Texto fornecido ▸
---------------
Quem também tem se desprendido para ajudar as famílias de Brumadinho é o pastor Isidro Neto. Membro da Primeira Igreja Batista em Sertãozinho, no interior de São Paulo, Isidro já atendeu cerca de 2 mil estudantes levando palestras motivacionais nas escolas da cidade. Quando ouviu sobre a tragédia e o sofrimento das famílias, ele sentiu que não poderia deixar de estender um pouco de carinho a esse povo.

– Além de palestras nas escolas, tenho visitado lares, acompanho velórios, sinto de perto a dor de todos. Não apenas dando ombro para que chorem, mas chorando junto. Não tem como não se sensibilizar diante da preocupação com as pessoas. Vim mostrar que eles não estão sós, não estão abandonados e não foram esquecidos.

Pr. Isidro Neto saiu do interior de São Paulo para ser voluntário em Brumadinho Foto: Arquivo Pessoal

A rotina de Isidro começa por volta das sete da manhã. Após tomar café, ele tira um tempo de oração pelas famílias e pelos alunos. Às 9h, ele se dirige para dar uma palavra nas escolas antes dos alunos entrarem para a sala de aula. Em alguns dias, nem há tempo para o café. O mais importante é motivar os que ficaram.
---------------
Registros fornecidos ▸
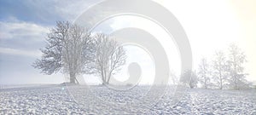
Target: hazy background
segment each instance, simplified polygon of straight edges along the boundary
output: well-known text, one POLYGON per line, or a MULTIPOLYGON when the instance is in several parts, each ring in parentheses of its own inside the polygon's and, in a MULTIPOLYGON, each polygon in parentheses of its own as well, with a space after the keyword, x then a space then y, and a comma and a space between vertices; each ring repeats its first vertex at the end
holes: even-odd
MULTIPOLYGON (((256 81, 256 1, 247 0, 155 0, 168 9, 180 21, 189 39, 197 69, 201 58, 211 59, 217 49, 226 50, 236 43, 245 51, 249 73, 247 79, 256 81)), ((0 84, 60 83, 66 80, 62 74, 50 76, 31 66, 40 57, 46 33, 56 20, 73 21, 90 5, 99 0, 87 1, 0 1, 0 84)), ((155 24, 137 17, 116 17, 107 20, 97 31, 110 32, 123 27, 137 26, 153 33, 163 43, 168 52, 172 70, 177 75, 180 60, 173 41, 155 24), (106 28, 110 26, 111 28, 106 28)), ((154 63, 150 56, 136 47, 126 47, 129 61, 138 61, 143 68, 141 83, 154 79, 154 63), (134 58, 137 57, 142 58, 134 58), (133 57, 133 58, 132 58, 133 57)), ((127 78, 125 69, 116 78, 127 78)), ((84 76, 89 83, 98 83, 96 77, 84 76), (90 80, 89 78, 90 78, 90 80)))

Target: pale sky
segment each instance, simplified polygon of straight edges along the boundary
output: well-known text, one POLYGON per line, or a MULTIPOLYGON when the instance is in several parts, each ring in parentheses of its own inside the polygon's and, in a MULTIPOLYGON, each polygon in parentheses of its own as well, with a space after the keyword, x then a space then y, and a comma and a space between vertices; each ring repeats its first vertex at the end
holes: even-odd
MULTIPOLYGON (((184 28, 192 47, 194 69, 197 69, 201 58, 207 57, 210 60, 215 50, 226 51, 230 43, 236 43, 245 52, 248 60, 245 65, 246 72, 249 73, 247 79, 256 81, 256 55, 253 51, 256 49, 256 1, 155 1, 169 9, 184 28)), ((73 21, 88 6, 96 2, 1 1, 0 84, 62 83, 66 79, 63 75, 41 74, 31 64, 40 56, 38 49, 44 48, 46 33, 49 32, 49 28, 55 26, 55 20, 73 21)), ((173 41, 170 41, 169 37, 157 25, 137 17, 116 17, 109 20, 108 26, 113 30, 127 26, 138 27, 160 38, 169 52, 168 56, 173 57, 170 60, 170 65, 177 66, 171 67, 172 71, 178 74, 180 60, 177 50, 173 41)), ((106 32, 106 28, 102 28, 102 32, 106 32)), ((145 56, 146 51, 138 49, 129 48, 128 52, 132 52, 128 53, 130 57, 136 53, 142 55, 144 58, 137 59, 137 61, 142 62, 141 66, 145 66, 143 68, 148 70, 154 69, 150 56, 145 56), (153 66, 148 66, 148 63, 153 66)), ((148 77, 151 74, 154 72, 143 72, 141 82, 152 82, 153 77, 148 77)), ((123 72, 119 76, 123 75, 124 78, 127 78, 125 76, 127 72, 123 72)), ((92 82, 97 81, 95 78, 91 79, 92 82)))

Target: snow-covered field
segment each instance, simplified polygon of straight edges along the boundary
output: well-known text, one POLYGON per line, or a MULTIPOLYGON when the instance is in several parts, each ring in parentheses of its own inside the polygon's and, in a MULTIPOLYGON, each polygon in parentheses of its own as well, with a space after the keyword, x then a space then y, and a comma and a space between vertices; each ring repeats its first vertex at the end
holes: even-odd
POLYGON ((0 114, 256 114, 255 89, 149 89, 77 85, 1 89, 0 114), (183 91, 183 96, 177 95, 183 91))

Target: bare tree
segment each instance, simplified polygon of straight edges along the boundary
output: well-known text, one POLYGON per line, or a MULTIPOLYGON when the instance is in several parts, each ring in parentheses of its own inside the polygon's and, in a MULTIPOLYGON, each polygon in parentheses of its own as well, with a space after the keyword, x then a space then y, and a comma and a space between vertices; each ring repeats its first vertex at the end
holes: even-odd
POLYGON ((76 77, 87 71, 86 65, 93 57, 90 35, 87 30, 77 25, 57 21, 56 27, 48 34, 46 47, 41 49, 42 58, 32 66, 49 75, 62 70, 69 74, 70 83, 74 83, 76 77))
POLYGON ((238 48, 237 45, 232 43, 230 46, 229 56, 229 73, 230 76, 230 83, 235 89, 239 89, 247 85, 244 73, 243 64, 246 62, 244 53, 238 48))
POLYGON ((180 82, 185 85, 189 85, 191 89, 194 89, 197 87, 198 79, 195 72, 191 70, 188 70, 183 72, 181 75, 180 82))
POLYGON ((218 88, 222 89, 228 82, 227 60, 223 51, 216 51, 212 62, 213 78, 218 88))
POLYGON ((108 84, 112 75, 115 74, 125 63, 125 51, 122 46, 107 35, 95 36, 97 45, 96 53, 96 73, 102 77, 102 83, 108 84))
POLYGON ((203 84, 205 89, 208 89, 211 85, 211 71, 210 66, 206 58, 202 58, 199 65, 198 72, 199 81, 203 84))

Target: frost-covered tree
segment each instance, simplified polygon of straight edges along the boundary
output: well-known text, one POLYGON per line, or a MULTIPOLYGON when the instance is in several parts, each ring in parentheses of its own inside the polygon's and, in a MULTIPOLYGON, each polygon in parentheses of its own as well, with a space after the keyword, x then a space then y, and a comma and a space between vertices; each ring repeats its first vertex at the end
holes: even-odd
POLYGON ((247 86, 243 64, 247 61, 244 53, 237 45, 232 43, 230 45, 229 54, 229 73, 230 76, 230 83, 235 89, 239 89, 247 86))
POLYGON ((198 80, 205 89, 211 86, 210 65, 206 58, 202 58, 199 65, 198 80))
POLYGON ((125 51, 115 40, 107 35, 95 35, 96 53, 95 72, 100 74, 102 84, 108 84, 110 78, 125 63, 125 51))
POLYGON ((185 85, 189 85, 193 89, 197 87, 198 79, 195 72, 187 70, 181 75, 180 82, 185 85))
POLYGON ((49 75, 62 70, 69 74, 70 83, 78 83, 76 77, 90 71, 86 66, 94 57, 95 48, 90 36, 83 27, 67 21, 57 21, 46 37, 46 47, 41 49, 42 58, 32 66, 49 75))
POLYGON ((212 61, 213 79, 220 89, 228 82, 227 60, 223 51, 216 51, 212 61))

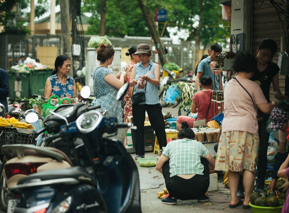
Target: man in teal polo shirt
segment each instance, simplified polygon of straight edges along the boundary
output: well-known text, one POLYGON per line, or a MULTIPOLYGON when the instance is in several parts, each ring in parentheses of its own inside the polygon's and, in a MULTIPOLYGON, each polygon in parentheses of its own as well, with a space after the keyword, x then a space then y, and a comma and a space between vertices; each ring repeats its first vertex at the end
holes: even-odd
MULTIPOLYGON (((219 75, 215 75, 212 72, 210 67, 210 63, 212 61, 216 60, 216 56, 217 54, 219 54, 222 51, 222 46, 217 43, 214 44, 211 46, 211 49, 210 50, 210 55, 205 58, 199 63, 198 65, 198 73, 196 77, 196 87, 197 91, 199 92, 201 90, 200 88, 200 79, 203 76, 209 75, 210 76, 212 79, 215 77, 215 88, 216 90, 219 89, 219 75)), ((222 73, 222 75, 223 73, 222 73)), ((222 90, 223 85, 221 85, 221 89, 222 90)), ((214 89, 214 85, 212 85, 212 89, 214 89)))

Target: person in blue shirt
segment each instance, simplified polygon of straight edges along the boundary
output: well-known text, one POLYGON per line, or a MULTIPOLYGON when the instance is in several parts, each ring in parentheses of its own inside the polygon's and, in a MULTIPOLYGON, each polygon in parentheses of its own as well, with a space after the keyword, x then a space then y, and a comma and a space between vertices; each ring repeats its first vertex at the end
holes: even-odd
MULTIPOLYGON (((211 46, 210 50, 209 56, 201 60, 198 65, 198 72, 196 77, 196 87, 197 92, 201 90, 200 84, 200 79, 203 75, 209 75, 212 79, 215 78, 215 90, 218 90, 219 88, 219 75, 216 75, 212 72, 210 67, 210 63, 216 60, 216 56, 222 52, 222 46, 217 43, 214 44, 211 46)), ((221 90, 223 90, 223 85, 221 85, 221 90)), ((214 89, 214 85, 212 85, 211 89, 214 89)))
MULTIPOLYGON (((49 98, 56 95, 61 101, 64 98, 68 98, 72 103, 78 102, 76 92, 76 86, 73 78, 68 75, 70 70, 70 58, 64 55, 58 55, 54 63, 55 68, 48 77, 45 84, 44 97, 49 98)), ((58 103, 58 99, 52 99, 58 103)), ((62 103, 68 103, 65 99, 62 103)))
---------------
Tarefas a realizar ▸
(a) Diga se cada afirmação concorda com o texto sobre o pastor Isidro Neto, respondendo sim ou não e citando literalmente o trecho do texto que decide. (i) Isidro é membro da Primeira Igreja Batista em Sertãozinho. (ii) A rotina de Isidro começa por volta das nove da manhã. (iii) Isidro já atendeu cerca de 5 mil estudantes.
(b) Por favor, extraia dos registros as linhas começando pela que contém "Target: bare tree" e parando depois da que contém "POLYGON ((108 84, 112", sem alterar nada.
O texto e os registros vêm de fontes distintas.

Respostas às tarefas ▸
(a)
(i) Sim: "Membro da Primeira Igreja Batista em Sertãozinho"
(ii) Não: "A rotina de Isidro começa por volta das sete da manhã."
(iii) Não: "Isidro já atendeu cerca de 2 mil estudantes"

(b)
Target: bare tree
segment each instance, simplified polygon of straight edges along the boundary
output: well-known text, one POLYGON per line, or a MULTIPOLYGON when the instance is in several parts, each ring in parentheses of its own inside the polygon's and, in a MULTIPOLYGON, each polygon in parentheses of its own as well, with a space after the keyword, x then a space then y, and a comma and a space between vertices; each ring repeats its first vertex at the end
holes: even-odd
POLYGON ((76 77, 87 71, 86 65, 93 57, 90 35, 87 30, 77 25, 57 21, 56 27, 48 34, 46 47, 41 49, 42 58, 32 66, 49 75, 62 70, 69 74, 70 83, 74 83, 76 77))
POLYGON ((238 48, 237 45, 232 43, 230 46, 229 56, 229 73, 230 76, 230 83, 235 89, 239 89, 247 85, 244 73, 243 64, 246 62, 244 53, 238 48))
POLYGON ((180 82, 185 85, 189 85, 191 89, 194 89, 197 87, 198 79, 195 72, 191 70, 188 70, 183 72, 181 75, 180 82))
POLYGON ((218 88, 222 89, 228 82, 227 60, 223 51, 216 51, 212 62, 213 78, 218 88))
POLYGON ((108 84, 112 75, 115 74, 125 63, 125 51, 122 46, 107 35, 95 36, 97 45, 96 53, 96 73, 102 77, 102 83, 108 84))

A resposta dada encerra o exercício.